Text-to-region grounding data:
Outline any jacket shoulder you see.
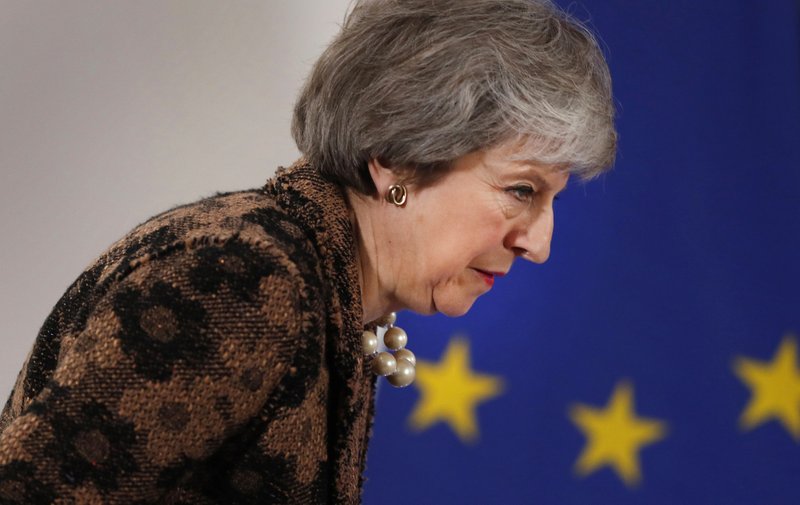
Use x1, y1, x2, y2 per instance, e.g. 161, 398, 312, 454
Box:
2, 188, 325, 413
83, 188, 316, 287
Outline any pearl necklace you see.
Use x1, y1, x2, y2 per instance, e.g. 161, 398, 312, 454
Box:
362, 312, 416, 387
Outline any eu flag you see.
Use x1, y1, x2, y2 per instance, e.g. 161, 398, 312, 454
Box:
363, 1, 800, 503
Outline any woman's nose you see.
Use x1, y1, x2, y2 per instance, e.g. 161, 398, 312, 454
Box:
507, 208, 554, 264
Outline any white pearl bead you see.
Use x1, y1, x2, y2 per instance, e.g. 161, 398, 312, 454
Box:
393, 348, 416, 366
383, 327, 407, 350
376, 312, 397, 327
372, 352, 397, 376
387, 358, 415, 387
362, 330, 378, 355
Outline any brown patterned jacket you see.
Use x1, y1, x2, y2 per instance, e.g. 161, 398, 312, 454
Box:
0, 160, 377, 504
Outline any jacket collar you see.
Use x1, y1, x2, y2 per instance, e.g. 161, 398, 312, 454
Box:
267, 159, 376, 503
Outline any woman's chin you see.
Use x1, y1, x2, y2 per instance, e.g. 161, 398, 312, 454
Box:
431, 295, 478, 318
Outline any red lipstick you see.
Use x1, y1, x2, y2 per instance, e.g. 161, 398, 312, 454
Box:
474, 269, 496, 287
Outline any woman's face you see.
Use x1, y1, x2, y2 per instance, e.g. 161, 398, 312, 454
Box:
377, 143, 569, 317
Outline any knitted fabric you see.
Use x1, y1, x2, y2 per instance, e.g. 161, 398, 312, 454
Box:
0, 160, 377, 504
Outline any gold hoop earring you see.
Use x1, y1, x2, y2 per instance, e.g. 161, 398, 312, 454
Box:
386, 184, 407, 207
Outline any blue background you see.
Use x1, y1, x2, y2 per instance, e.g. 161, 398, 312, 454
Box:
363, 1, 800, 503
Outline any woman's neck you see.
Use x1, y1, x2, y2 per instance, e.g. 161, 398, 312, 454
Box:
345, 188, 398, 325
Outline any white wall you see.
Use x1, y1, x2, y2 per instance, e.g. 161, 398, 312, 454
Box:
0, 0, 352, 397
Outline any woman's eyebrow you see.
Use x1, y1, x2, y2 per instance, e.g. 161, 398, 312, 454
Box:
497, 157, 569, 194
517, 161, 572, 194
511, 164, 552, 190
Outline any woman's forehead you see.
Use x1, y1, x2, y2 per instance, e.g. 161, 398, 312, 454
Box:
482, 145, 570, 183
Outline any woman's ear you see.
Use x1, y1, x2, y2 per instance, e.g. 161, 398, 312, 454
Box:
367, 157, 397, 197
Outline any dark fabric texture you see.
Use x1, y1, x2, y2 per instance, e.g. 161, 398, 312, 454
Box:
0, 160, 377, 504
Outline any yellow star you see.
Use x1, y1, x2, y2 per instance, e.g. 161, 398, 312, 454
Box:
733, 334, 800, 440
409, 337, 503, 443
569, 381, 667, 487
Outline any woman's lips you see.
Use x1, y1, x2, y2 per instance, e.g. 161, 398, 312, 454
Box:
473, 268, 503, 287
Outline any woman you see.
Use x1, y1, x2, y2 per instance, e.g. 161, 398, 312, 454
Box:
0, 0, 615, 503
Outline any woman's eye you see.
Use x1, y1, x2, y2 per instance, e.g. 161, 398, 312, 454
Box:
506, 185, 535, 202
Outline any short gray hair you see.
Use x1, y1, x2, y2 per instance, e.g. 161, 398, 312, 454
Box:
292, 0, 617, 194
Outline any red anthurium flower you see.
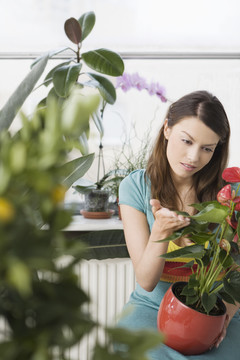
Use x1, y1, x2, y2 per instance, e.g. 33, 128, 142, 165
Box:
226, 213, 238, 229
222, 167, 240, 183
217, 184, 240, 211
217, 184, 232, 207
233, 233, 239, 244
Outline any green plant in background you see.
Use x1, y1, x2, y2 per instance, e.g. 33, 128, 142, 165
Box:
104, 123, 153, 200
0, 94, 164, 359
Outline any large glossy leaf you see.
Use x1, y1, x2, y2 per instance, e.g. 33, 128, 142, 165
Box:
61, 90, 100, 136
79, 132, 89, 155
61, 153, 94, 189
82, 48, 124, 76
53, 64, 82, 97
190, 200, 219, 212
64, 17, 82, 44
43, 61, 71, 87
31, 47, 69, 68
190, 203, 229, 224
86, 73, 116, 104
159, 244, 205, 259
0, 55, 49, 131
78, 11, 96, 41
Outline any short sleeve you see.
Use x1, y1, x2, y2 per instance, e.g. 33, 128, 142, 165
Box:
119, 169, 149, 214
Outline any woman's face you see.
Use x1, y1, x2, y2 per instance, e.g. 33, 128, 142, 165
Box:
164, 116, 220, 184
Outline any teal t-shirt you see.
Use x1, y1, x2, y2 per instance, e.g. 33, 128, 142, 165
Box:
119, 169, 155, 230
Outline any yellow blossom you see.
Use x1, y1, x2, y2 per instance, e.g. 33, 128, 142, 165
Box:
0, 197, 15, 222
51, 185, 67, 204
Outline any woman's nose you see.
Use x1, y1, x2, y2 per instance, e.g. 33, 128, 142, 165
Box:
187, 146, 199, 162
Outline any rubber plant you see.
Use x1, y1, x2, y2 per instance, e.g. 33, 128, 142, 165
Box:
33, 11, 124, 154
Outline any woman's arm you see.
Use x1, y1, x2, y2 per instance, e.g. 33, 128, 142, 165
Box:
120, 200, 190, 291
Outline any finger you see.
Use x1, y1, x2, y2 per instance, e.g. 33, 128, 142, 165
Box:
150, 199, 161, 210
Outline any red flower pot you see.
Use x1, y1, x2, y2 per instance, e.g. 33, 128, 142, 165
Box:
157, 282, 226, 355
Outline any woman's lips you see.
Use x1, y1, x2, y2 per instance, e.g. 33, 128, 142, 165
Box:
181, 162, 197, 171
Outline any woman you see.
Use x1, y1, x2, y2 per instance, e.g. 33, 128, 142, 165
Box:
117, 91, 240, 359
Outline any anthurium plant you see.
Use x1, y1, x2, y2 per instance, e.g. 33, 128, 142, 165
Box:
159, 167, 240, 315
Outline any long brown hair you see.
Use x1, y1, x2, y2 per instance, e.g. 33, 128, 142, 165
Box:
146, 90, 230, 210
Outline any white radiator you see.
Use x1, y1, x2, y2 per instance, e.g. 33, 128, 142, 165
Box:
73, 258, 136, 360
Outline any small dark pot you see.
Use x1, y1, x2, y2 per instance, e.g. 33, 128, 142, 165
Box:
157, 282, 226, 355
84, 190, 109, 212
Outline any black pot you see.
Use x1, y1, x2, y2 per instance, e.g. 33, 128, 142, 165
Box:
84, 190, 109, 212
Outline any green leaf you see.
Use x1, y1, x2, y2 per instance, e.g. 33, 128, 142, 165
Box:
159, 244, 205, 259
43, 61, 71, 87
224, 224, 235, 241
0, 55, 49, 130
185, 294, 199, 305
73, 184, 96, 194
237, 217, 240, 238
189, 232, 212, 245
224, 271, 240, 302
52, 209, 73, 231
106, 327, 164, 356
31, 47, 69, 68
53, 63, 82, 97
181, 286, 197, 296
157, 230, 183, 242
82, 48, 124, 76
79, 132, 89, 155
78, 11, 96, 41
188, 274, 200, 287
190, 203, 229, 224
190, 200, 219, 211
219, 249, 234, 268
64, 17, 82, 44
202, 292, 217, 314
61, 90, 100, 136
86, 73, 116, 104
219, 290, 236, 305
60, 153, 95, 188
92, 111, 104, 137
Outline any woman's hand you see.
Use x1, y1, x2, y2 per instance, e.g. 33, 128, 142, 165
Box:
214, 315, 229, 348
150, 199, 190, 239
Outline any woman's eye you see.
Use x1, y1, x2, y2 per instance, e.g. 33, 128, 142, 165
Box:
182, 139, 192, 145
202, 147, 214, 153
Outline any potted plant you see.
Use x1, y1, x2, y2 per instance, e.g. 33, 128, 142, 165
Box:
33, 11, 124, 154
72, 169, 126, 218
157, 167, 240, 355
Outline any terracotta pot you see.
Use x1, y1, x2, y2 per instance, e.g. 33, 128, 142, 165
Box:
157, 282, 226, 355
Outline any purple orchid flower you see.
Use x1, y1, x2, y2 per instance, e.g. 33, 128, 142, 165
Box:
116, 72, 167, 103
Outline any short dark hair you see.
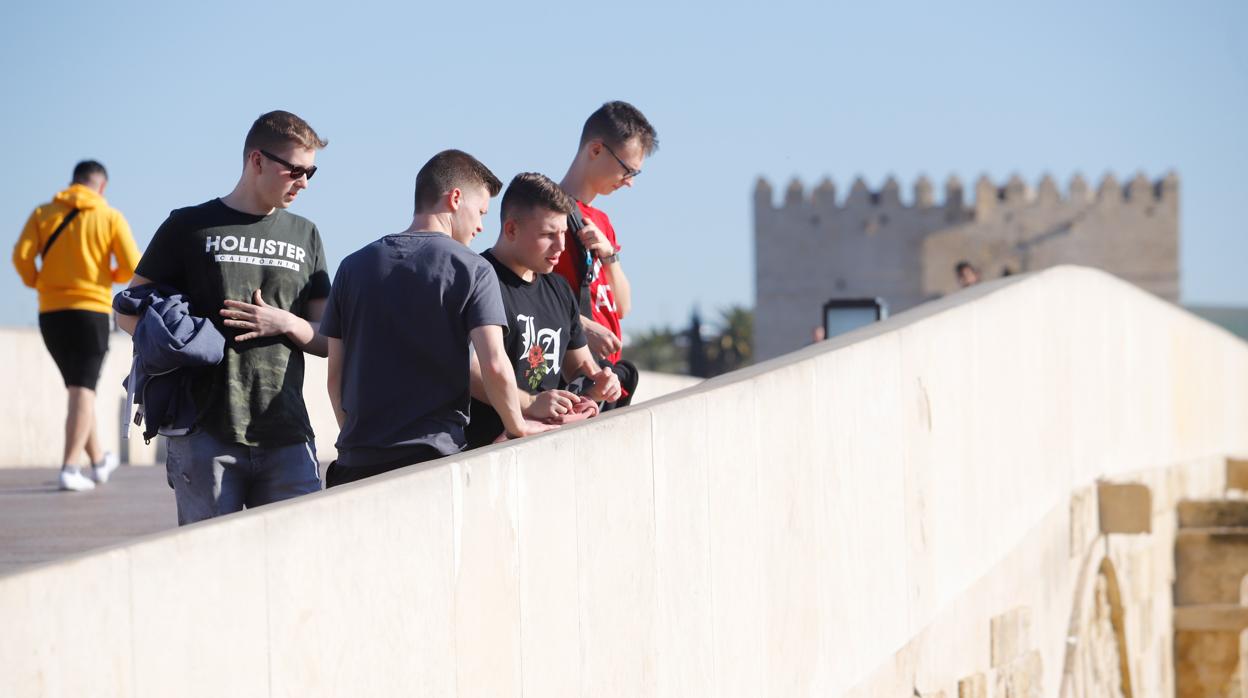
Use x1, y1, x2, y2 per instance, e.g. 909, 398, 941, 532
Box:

To do ▸ The word to find is "flower". Copy every line of the data that holds it.

Result ▸
Outline any red anthurium flower you see.
Outline any red flower pot you see.
Outline any purple orchid flower you see.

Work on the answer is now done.